## YOUR INSTRUCTIONS
From the data underneath, reproduce exactly the stretch that begins at the line with "Query: knit beanie" and ends after the line with "In this picture, where can the spectator".

## MATERIAL PROVIDED
########################################
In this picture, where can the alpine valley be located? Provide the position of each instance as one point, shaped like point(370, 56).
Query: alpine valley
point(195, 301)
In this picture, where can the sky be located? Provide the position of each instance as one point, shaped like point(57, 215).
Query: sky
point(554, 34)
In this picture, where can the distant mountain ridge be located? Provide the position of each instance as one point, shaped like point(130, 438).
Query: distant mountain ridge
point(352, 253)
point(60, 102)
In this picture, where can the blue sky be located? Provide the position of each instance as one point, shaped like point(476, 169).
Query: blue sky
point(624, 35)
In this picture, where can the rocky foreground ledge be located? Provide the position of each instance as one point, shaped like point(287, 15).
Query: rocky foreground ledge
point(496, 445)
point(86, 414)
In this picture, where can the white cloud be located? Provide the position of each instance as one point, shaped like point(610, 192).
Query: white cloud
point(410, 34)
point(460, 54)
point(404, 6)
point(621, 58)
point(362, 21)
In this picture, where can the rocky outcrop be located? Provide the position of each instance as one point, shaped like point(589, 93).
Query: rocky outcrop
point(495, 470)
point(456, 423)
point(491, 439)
########################################
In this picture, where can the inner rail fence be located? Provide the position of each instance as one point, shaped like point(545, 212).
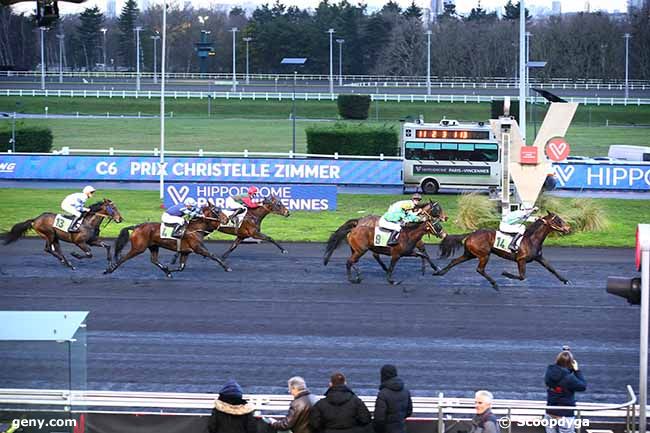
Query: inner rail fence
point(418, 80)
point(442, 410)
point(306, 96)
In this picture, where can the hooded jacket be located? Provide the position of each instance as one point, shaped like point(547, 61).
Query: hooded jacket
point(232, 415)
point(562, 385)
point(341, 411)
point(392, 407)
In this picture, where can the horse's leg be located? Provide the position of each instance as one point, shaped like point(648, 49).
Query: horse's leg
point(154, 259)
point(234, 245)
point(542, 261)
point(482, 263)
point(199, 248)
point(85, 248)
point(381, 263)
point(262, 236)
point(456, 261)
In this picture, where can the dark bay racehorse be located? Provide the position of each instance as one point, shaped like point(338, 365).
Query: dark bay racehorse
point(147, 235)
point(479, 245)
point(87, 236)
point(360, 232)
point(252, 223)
########################################
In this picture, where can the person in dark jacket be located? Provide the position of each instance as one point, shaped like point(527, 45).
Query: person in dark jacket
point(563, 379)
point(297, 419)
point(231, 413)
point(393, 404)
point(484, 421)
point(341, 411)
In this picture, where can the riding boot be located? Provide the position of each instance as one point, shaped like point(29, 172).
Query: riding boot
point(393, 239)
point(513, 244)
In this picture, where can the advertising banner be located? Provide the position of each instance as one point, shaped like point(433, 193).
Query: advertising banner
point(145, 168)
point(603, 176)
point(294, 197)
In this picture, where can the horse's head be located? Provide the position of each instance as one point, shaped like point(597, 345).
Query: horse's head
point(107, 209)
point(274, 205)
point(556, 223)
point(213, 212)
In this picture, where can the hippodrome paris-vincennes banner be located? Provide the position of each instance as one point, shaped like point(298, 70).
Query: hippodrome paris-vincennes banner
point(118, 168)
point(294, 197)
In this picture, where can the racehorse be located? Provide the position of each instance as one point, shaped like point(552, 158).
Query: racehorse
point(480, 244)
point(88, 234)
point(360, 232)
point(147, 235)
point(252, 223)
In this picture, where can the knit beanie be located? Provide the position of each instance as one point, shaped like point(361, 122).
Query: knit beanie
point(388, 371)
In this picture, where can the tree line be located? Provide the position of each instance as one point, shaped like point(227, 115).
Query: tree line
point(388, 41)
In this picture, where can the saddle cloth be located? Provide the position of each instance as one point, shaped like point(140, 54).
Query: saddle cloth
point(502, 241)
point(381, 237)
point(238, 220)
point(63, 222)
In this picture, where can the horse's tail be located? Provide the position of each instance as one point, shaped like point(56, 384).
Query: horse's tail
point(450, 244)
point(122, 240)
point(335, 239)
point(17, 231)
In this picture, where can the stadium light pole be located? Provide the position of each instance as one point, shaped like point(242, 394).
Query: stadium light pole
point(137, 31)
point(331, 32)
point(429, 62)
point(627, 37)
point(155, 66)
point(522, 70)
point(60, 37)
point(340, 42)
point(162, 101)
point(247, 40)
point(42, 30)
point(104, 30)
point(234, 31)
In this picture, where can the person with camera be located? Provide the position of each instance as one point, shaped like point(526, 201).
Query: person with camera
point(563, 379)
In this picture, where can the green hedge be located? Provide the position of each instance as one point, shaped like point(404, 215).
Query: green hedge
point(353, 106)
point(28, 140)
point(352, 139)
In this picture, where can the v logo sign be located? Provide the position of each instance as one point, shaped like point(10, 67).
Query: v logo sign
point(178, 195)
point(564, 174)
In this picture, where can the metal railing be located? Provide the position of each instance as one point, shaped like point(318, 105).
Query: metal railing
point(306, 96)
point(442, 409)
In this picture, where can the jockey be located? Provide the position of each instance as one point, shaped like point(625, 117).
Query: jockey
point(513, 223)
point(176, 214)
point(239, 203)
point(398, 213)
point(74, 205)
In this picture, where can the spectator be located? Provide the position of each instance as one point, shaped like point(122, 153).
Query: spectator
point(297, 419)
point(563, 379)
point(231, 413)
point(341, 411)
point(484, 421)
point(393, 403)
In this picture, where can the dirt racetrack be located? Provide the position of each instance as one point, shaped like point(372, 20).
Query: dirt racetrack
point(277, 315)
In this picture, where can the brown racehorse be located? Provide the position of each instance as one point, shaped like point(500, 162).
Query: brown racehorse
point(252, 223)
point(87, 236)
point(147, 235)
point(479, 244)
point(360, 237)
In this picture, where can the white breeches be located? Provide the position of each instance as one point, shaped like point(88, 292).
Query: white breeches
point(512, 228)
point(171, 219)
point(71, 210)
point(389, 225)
########################################
## RESULT FOR THIS EXERCISE
Query: knit beanie
point(388, 371)
In this picture, where can the tree line be located? Provide the position of each instance as one point, shaped like point(227, 115).
Query: tree line
point(388, 41)
In this picture, where can the saddle cloth be located? Provide the position of each instance as one point, shaped like point(140, 54).
Query: saddle cloth
point(502, 241)
point(381, 237)
point(238, 220)
point(63, 222)
In this picture, where can the horse's tail be located? Provide the position of each instance as one point, shaped like point(56, 384).
Query: horse's tail
point(450, 244)
point(122, 240)
point(335, 239)
point(17, 231)
In this picture, where can the stadium light pole be located? Provide the position of each instance as one point, shaped like point(242, 394).
Query: stadium light pole
point(137, 31)
point(331, 32)
point(429, 62)
point(627, 37)
point(155, 66)
point(522, 70)
point(60, 37)
point(340, 42)
point(162, 101)
point(247, 40)
point(42, 30)
point(104, 30)
point(234, 31)
In this picture, where can the person with camera be located? Provide the position of each instance as one point, shaped like point(526, 201).
Query: person with camera
point(563, 379)
In this picture, where can the green hedge be located? Provide the position of each instance as one point, shaped like point(404, 215).
Query: green hedge
point(353, 106)
point(28, 140)
point(352, 139)
In this picture, where can the v logo sign be located? Provide the position of each instance as one point, shaped like point(10, 67).
Query: v logo sign
point(178, 195)
point(564, 174)
In this picture, where can the metal railing be located? Provide the position of each instance as one point, shaped like point(318, 105).
Query: metal railing
point(306, 96)
point(442, 409)
In this picture, where can the jockey be located? Provide the position of each instance as one point, shaped like point(625, 117).
Query: jockey
point(513, 223)
point(176, 214)
point(239, 203)
point(398, 213)
point(74, 205)
In this picture, where can the spectator be located? Provide the position of each instance as one point, shaped like point(122, 153).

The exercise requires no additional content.